- RECORDS PROVIDED:
────
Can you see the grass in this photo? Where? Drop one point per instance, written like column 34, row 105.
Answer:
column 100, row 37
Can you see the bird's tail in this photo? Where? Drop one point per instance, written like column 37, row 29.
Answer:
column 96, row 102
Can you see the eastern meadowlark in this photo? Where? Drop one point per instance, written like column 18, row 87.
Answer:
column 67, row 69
────
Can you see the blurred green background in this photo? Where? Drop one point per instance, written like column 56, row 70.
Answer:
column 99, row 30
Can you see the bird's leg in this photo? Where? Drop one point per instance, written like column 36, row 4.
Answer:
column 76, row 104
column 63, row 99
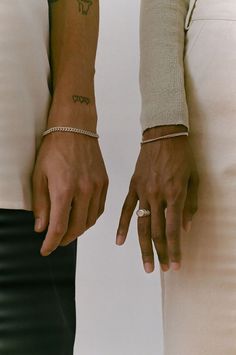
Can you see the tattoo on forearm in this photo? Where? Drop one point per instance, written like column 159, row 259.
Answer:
────
- WORK ITEM: Go to the line with "Can you see the blurred" in the entries above and repeat every line from there through the line with "Can you see the bird's leg", exactly and with no other text.

- OUTPUT:
Can you see the blurred green background in this photo? Where? Drop one point per instance, written like column 56, row 70.
Answer:
column 99, row 30
Can you see the bird's leg in this photo? Where? Drop one point per instance, written like column 36, row 4.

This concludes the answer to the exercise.